> [Tugas Anda]: Teruskan uraian tentang bunuh diri di dalam Alkitab, mulai dari sesudah kalimat terakhirnya.

> [Teks yang Ditampilkan]:

□ □ □

Bunuh Diri di dalam Alkitab

Di dalam Alkitab ada enam orang yang melakukan bunuh diri yaitu : Samson (Hak. 16:23-31), Raja Saul dan pembawa pedangnya (1Sam. 31:3-5), Ahitofel – penasihat Raja Daud – yang telah menghianati Raja Daud dengan mengikuti Absalom (2Samuel 17:23), Raja Israel Zimri (1Raj. 16:18-19), dan Yudas Iskariot yang menghianati Tuhan Yesus dan kemudian menggantung diti (Matius 27:3-5).  Di dalam Alkitab tidak ada pernyataan baik atau buruk tentang tindakan-tindakan tersebut.  Khusus berkenaan dengan Raja Saul dikatakan bahwa Tuhan yang telah membunuh dia karena tidak berpegang pada Firman Tuhan dan telah meminta petunjuk kepada arwah dan bukan minta petunjuk kepada Tuhan (1Taw. 10:4, 14).
Walaupun demikian, di dalam Alkitab kasus tentang bunuh diri tidak dinyatakan secara tegas dan jelas.  Tidak ada juga nasehat atau pernyataan sikap terhadap orang yang melakukan bunuh diri.  Secara tegas hanya yang berkaitan dengan pembunuhan seperti Hukum Keenam dari Sepuluh Hukum yaitu :”Jangan Membunuh” (Kel. 20:13).  Di dalam Matius 22: 39, orang Kristen tidak hanya diperintahkan untuk mengasihi orang lain tetapi juga dirinya sendiri.  Oleh karena itu, bunuh diri adalah tindakan yang tidak mengasihi dirinya sendiri tetapi justru membenci dirinya sendiri.  Jadi tindakan tersebut menunjukkan ketidaktaatan terhadap Firman Tuhan.

□ □ □

> [Cuplikan Data]:
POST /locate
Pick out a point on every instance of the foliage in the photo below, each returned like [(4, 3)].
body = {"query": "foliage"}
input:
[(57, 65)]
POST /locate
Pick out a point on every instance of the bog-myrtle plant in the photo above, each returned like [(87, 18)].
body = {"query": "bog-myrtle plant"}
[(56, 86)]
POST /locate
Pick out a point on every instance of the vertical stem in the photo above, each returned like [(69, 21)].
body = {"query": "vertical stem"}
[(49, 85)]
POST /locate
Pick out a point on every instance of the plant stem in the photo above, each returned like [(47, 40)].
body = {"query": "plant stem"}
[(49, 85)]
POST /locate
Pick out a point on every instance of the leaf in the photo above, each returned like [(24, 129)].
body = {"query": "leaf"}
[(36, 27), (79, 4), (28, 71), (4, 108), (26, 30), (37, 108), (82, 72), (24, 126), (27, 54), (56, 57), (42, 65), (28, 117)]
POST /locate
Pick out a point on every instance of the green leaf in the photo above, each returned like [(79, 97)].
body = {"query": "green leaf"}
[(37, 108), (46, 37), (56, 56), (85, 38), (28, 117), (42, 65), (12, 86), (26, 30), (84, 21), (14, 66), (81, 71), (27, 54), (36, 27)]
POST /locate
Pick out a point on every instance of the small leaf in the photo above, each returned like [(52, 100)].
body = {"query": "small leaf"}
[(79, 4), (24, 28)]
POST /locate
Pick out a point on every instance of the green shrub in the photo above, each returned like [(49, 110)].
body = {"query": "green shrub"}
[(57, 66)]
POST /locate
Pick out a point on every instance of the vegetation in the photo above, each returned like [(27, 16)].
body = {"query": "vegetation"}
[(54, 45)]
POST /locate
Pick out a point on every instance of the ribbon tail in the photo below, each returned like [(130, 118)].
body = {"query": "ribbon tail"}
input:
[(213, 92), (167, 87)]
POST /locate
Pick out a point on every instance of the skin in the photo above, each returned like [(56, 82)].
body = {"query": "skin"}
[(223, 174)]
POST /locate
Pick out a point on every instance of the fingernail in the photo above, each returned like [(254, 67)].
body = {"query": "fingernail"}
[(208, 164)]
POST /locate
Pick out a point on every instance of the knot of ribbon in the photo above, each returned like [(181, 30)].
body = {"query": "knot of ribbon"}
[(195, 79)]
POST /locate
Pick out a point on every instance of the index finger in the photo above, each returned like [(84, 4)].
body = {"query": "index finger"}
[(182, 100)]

□ □ □

> [Jawaban Tugas]:
PRO DAN KONTRA TERHADAP BUNUH DIRI

v Pro Bunuh Diri
Di  dalam agama-agama orang-orang Eskimo dan suku-suku di Afrika terdapat anjuran untuk melakukan bunuh diri ketika seseorang mengalami kondisi dan situasi yang sulit seperti masalah ekonomi, atau karena mendapatkan malu.  Di dalam agama Sinto di Jepang, jika seseorang melakukan kesalahan dan kehilangan kehormatan, maka ia dianjurkan untuk melakukan upacara “hara-kiri” atau bunuh diri untuk memulihkan kehormatannya.  Di dalam tradisi agama Hindu, seorang janda yang menceburkan diri ke dalam api yang membakar jenasah suaminya yang telah meninggal dipuji karena dipandang sebagai pengorbanan yang mulia.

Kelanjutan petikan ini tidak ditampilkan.